» The task: Continue the essay on social work in corporate office buildings, starting right after its last sentence.

» Source text:
Walls Come Tumbling Down

Walls

When you look at these pictures – what do you see?  What do you think goes on inside of them? Would it surprise you to know that these buildings host social work – or would that be no surprise at all?

It is hard to envisage community social work, working cooperatively in partnership with people, when social work is often detached from people based in corporate settings such as those above.  So much of how we understand ourselves and our roles is defined by the people we spend time with.  Who do people in these buildings spend their time with?  Who do they chat to in the lift?  Who do they have a coffee with or chat to over lunch?  Who do they share their hopes and worries and dreams for a different future with?  How does that shape what they imagine their future could be?

(Point-based annotation data)
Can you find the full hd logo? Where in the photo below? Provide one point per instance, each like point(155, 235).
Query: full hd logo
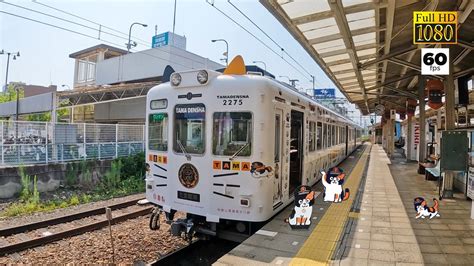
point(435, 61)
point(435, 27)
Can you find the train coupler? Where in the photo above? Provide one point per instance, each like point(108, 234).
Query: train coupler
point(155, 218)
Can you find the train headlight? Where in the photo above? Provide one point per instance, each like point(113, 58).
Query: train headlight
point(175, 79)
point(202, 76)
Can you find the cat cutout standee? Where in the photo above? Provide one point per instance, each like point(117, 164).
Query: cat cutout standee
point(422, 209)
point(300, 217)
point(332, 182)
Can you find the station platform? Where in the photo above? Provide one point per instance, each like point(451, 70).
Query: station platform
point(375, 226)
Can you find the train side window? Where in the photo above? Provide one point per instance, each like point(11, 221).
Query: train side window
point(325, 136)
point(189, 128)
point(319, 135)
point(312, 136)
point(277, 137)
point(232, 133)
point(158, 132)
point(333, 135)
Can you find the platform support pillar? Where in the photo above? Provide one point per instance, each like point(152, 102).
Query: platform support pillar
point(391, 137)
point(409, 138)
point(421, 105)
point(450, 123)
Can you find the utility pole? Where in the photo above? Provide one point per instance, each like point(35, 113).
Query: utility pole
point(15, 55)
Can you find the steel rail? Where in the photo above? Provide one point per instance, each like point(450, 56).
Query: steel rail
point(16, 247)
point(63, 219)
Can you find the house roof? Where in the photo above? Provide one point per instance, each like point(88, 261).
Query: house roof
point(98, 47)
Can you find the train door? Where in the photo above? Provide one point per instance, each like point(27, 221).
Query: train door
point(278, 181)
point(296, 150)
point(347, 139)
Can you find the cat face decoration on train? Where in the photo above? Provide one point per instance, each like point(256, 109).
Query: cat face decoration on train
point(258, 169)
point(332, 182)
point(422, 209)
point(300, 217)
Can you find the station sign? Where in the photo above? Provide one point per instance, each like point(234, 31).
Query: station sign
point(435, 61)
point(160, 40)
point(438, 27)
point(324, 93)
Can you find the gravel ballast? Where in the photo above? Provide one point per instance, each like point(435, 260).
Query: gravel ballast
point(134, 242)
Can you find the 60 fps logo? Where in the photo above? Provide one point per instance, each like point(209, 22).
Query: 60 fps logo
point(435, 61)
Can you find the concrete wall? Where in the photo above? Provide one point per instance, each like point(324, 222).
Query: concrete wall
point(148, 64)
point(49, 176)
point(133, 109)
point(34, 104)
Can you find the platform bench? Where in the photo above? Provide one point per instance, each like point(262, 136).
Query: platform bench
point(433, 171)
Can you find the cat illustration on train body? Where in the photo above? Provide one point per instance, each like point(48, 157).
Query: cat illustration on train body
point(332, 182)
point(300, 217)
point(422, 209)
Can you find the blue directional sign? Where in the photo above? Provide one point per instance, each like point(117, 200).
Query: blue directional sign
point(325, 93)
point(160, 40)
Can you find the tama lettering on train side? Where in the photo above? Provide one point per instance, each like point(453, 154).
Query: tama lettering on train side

» Reply:
Is there another way?   Bob Holman and his wife Annette believed so – http://www.communitycare.co.uk/2015/12/01/social-workers-praised-40-years-outstanding-support-in-poorest-communities/

Social enterprises such as the one that they set up cooperatively, in genuine partnership with people are able to provide creative solutions to local social problems.  As the New Local Government Network has argued – rising demand for adult social care can be tackled 1 of 3 ways:

1 – a wasteland approach – where services cut back to the bone

2 – the wild meadow – where Councils withdraw core services by binding into tighter and tighter partnerships with health, using thresholds to deny access to services – hoping that voluntary sector prevention, self help and navigation services bloom around them to fill the gap

3 – the common – where the Council moves from primary responsibility for maintaining the public offer and estate to one of cooperative approaches shared with communities

The report is here if you want to read more about these options – http://www.nlgn.org.uk/public/2014/the-council-and-the-common-local-government-in-2020/

Although it may not be possible for all social workers and OTs to form their own social enterprise, the very act of influencing the policy and practice of the agencies we work for to ensure that social justice is on the agenda should speak to our core values and training.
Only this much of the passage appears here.